▶ _How to complete this task_
The entire set of lines below should be copied exactly.

▶ _The records_
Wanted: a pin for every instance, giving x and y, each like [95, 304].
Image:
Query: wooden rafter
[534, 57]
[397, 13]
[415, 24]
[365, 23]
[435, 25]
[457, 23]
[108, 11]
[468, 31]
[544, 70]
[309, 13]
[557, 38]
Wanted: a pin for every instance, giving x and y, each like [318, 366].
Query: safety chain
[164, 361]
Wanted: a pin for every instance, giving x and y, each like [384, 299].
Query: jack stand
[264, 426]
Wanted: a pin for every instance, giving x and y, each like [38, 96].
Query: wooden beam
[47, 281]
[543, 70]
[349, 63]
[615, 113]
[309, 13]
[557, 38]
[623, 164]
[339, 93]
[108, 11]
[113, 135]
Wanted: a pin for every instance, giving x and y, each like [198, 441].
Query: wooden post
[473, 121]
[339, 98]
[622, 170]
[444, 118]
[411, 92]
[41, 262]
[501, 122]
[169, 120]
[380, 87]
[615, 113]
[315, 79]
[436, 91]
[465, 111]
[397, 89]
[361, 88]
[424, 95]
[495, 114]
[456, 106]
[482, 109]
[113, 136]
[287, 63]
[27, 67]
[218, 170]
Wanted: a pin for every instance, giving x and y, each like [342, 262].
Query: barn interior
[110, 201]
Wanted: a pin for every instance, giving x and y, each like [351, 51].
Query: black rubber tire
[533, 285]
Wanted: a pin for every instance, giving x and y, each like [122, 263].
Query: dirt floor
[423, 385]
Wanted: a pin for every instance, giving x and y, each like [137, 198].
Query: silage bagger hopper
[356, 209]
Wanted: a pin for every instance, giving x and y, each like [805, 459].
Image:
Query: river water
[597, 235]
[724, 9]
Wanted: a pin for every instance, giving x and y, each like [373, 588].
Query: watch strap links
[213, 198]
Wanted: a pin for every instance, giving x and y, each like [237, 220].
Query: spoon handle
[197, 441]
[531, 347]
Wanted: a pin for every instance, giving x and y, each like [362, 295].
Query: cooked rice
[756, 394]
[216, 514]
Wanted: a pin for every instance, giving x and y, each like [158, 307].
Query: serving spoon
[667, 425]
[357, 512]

▶ _Final answer_
Wanted: a pin for every instance, giving x and y, each like [95, 304].
Image:
Query: wooden rafter
[534, 57]
[397, 13]
[415, 24]
[365, 23]
[435, 25]
[457, 23]
[108, 11]
[468, 31]
[544, 70]
[309, 13]
[557, 38]
Wanted: a pin for every instance, giving x and y, each like [318, 366].
Query: safety chain
[164, 361]
Wanted: a pin for every instance, giving x and y, each like [384, 299].
Query: jack stand
[264, 426]
Wanted: a pin for every instance, giving x and y, each like [38, 96].
Query: wooden beam
[47, 281]
[543, 70]
[349, 63]
[615, 113]
[309, 13]
[557, 38]
[623, 164]
[339, 93]
[108, 11]
[113, 135]
Wanted: a pin for every instance, giving x and y, each like [198, 441].
Query: wooden post
[473, 121]
[339, 98]
[622, 170]
[444, 118]
[411, 92]
[41, 262]
[501, 122]
[169, 120]
[380, 87]
[615, 113]
[315, 79]
[436, 91]
[465, 111]
[397, 89]
[361, 88]
[424, 95]
[495, 114]
[456, 106]
[482, 109]
[113, 136]
[287, 63]
[27, 67]
[218, 170]
Wanted: a pin for every instance, giving x and y, each like [342, 262].
Query: barn interior
[110, 201]
Wanted: a pin for every instance, giving x and y, each like [351, 51].
Query: black rubber tire
[533, 285]
Wanted: a pin for every instance, giving x and y, each like [122, 263].
Query: dirt floor
[423, 385]
Wanted: a pin for every instance, giving x and y, each like [137, 198].
Query: silage bagger hopper
[356, 209]
Wanted: a pin for every instance, giving x and y, each like [805, 459].
Image:
Query: river water
[597, 235]
[724, 9]
Wanted: a pin for every instance, giving x and y, each like [373, 588].
Query: watch strap links
[213, 198]
Wanted: a pin for every instance, giving x and y, each like [237, 220].
Query: spoon handle
[197, 441]
[531, 347]
Wanted: a pin for every instance, giving x and y, each like [362, 295].
Query: cooked rice
[756, 394]
[216, 514]
Wanted: a pin for every instance, giving x and y, each like [158, 307].
Query: serving spoon
[667, 425]
[357, 512]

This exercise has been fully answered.